_Extracted data_.
○ ○ ○

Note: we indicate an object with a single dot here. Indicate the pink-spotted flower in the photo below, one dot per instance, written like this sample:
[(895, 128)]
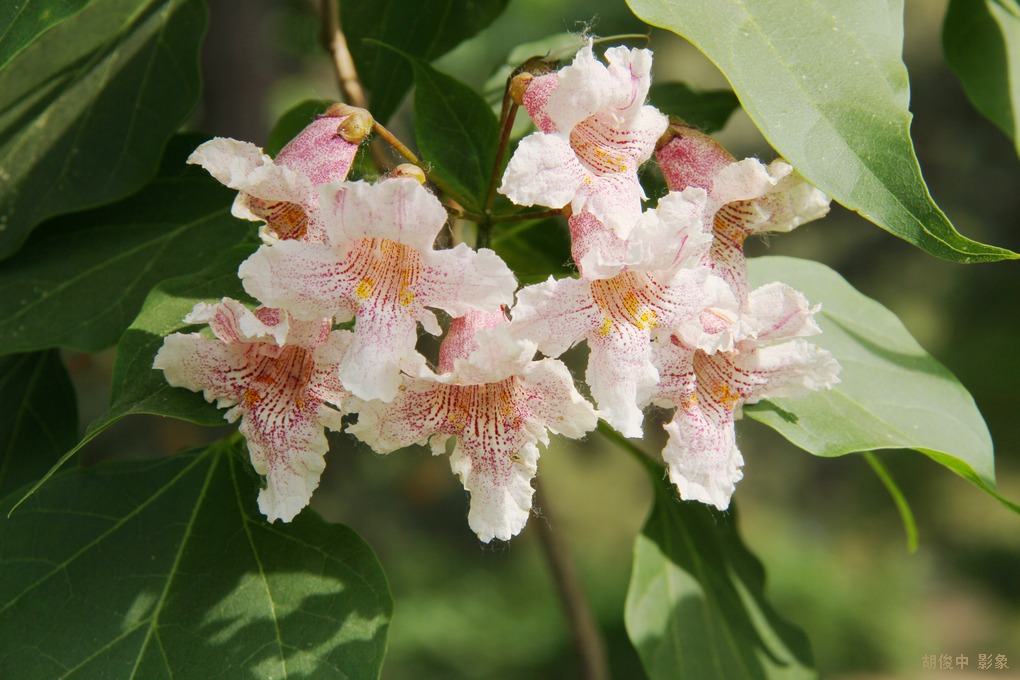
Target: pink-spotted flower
[(594, 133), (708, 389), (744, 197), (284, 193), (278, 376), (667, 238), (619, 316), (497, 403), (380, 269)]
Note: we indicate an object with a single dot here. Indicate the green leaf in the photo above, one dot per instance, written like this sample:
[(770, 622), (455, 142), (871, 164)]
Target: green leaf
[(825, 84), (427, 29), (533, 251), (23, 20), (82, 278), (706, 109), (165, 569), (87, 108), (891, 395), (137, 387), (981, 41), (293, 121), (550, 46), (457, 134), (38, 417), (696, 607)]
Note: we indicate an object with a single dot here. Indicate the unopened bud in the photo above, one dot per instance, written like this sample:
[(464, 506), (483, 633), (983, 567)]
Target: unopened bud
[(357, 125), (518, 86), (409, 170), (676, 127)]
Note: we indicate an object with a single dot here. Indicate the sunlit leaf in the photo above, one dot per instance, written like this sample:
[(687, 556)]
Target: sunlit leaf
[(87, 108), (140, 388), (427, 29), (536, 250), (82, 278), (981, 40), (891, 395), (825, 84), (293, 121), (706, 109), (696, 607), (38, 417), (23, 20), (166, 569)]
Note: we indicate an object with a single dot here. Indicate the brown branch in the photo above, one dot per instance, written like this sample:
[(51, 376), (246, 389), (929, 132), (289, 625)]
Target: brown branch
[(589, 645), (347, 74)]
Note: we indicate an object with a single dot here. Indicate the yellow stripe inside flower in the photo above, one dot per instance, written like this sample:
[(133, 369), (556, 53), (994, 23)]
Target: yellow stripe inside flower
[(625, 298), (287, 220), (388, 270)]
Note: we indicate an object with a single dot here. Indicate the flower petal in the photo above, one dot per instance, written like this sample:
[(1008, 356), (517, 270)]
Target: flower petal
[(555, 314), (497, 469), (621, 376), (460, 279), (544, 170), (399, 209), (702, 458)]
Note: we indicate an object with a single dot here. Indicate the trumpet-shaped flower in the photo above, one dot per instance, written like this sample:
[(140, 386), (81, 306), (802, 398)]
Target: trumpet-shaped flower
[(708, 389), (381, 270), (277, 374), (594, 133), (497, 403), (618, 317), (284, 193), (744, 197)]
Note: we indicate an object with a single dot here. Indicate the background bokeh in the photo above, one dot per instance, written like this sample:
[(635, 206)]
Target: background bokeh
[(825, 528)]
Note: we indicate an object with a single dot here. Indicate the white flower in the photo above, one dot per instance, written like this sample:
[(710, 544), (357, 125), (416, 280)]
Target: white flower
[(284, 193), (667, 238), (380, 269), (708, 389), (595, 132), (277, 374), (497, 403), (744, 197), (618, 317)]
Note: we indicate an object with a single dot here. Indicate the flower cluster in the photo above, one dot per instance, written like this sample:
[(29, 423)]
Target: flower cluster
[(662, 300)]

○ ○ ○

_Task instructions_. Give the listing above again in its entirety and exactly; do not include the pictures.

_Task response_.
Note: we indicate an object with a single dot here. Indicate the pink-spotted flower in the photo below, one dot per instance, written like this sample:
[(895, 128)]
Target: pink-spotted flower
[(594, 133), (708, 389), (744, 197), (284, 193), (278, 376), (667, 238), (619, 316), (497, 403), (380, 269)]
Note: we indicate an object with a single dot here. Indicate the green leaf in the photo above, one dot per instance, written like this sample:
[(770, 622), (455, 142), (871, 164)]
Target: green leaf
[(825, 84), (427, 29), (533, 251), (23, 20), (82, 278), (706, 109), (165, 569), (87, 108), (891, 395), (137, 387), (981, 41), (293, 121), (550, 46), (457, 134), (38, 417), (696, 607)]
Note: we indicate an object with a single dot here. Indicate the unopened bud in the photo above, one dot per instance, written like this sample:
[(464, 506), (483, 633), (983, 567)]
Target: unopened bud
[(357, 125), (518, 86), (409, 170), (676, 127)]
Note: we indicate an object with a single dot here. Indicate the sunlit leaf in the photo above, one dot per instance, written like this sample:
[(687, 556)]
Target: sunlit leaf
[(87, 108), (140, 388), (427, 29), (536, 250), (82, 278), (981, 40), (891, 395), (825, 84), (293, 121), (706, 109), (696, 607), (38, 417), (23, 20), (166, 569)]
Note: we indicate an object with a single dot here. Indicate the brown branch in the photo above, one dot per instance, written like this sample:
[(51, 376), (246, 389), (929, 132), (289, 625)]
Target: brown branch
[(589, 645), (347, 74)]
Note: we indicate an object with a single dot here. Indicate the yellow stripe inside flower in the photo above, one dot per instance, written like this sample:
[(133, 369), (556, 53), (994, 23)]
Target: yellow stripe inside flower
[(625, 298), (287, 220), (388, 270)]
Note: we indicate an object with a single dot here. Indicate the flower petal in the photo above, one dot per instance, written like this sample:
[(1008, 356), (517, 270)]
Target: flower petal
[(555, 314), (497, 469), (621, 376), (460, 279), (544, 170), (399, 209), (702, 458)]
Note: we indicate an object with a single dot here. Indicate the trumpet-shaped flower in the photo above, one dot per instance, written like this sample:
[(140, 386), (81, 306), (802, 398)]
Target: trumpet-shaped flower
[(708, 389), (381, 270), (277, 374), (594, 133), (497, 403), (618, 317), (284, 193), (744, 197)]
Note: we indicate an object with a single dot here. Indicate the background bokeh in the photo above, one dot per instance, written like this sample:
[(635, 206)]
Target: background bokeh
[(825, 528)]
Note: we indicate an object with a single dot here. Indicate the white flower in the photo above, one dot per instance, written like this sample:
[(710, 544), (357, 125), (416, 280)]
Target: white flower
[(284, 193), (667, 238), (380, 269), (708, 389), (595, 132), (277, 374), (497, 403), (744, 197), (618, 317)]
Note: we indicate an object with a single dot here. Indicate the flower cluster in the photo above, one dot per instance, written like this sample:
[(29, 423)]
Target: flower cluster
[(662, 300)]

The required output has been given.